[INFORMATION SHOWN]:

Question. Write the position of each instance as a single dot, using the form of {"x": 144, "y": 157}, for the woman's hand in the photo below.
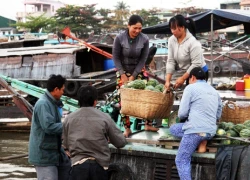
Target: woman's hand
{"x": 179, "y": 82}
{"x": 124, "y": 78}
{"x": 167, "y": 85}
{"x": 131, "y": 78}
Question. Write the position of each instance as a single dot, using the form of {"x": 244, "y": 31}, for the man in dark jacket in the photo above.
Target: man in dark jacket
{"x": 86, "y": 134}
{"x": 45, "y": 147}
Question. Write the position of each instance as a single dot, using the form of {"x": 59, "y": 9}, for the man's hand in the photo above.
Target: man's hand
{"x": 124, "y": 78}
{"x": 131, "y": 78}
{"x": 127, "y": 132}
{"x": 179, "y": 82}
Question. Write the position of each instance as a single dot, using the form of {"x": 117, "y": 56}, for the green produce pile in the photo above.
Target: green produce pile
{"x": 234, "y": 130}
{"x": 152, "y": 85}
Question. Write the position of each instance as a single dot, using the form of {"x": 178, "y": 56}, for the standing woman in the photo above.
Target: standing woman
{"x": 130, "y": 51}
{"x": 184, "y": 51}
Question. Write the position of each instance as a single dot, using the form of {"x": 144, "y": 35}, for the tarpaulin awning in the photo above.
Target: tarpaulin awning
{"x": 221, "y": 19}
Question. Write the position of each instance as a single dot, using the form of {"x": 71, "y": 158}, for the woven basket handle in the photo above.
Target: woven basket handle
{"x": 230, "y": 102}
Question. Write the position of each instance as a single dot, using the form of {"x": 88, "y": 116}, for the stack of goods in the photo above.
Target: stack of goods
{"x": 230, "y": 129}
{"x": 146, "y": 100}
{"x": 3, "y": 39}
{"x": 225, "y": 86}
{"x": 235, "y": 112}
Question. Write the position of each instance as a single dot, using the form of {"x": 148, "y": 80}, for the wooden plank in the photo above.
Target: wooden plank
{"x": 143, "y": 141}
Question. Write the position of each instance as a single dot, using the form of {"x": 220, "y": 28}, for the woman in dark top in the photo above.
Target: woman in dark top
{"x": 130, "y": 52}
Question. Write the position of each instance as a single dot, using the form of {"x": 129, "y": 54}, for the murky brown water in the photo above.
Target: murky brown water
{"x": 15, "y": 169}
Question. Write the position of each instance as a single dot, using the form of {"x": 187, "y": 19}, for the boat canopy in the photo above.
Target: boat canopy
{"x": 221, "y": 19}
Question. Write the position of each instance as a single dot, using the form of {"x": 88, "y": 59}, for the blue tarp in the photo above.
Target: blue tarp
{"x": 221, "y": 19}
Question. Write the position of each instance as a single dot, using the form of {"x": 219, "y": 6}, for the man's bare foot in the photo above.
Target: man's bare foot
{"x": 151, "y": 128}
{"x": 202, "y": 147}
{"x": 127, "y": 132}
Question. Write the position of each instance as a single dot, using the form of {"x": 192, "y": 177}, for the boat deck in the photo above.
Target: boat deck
{"x": 234, "y": 95}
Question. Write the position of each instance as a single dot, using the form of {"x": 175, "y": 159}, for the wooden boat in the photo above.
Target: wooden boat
{"x": 76, "y": 63}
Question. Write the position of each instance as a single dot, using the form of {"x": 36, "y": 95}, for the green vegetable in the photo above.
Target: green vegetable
{"x": 221, "y": 132}
{"x": 239, "y": 127}
{"x": 245, "y": 133}
{"x": 137, "y": 84}
{"x": 151, "y": 88}
{"x": 247, "y": 123}
{"x": 236, "y": 142}
{"x": 160, "y": 87}
{"x": 232, "y": 133}
{"x": 226, "y": 142}
{"x": 152, "y": 82}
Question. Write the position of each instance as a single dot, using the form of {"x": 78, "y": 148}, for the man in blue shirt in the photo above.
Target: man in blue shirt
{"x": 45, "y": 143}
{"x": 201, "y": 106}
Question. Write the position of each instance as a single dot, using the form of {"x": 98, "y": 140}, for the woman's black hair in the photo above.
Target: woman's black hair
{"x": 181, "y": 21}
{"x": 86, "y": 96}
{"x": 55, "y": 81}
{"x": 135, "y": 19}
{"x": 198, "y": 73}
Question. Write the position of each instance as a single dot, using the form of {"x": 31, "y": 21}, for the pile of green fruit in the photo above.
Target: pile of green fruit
{"x": 152, "y": 85}
{"x": 234, "y": 130}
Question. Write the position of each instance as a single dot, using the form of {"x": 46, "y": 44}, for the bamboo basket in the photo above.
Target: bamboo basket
{"x": 234, "y": 113}
{"x": 146, "y": 104}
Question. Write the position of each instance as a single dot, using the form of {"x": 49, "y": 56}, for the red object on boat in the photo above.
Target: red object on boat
{"x": 240, "y": 85}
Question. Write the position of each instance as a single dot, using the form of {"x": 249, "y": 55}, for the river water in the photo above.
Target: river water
{"x": 15, "y": 169}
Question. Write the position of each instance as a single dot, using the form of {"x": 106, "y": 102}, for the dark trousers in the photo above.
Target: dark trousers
{"x": 89, "y": 170}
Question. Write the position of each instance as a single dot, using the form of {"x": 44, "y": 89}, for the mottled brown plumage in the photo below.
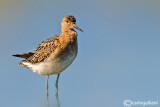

[SHORT EXERCISE]:
Extract from the listing above each line containing the string "jacket", and copy those lines unchanged.

[ANSWER TO THE TASK]:
Question. Write the position of each instance as a single dot, using the form of {"x": 244, "y": 31}, for the man in dark jacket in the photo above.
Target: man in dark jacket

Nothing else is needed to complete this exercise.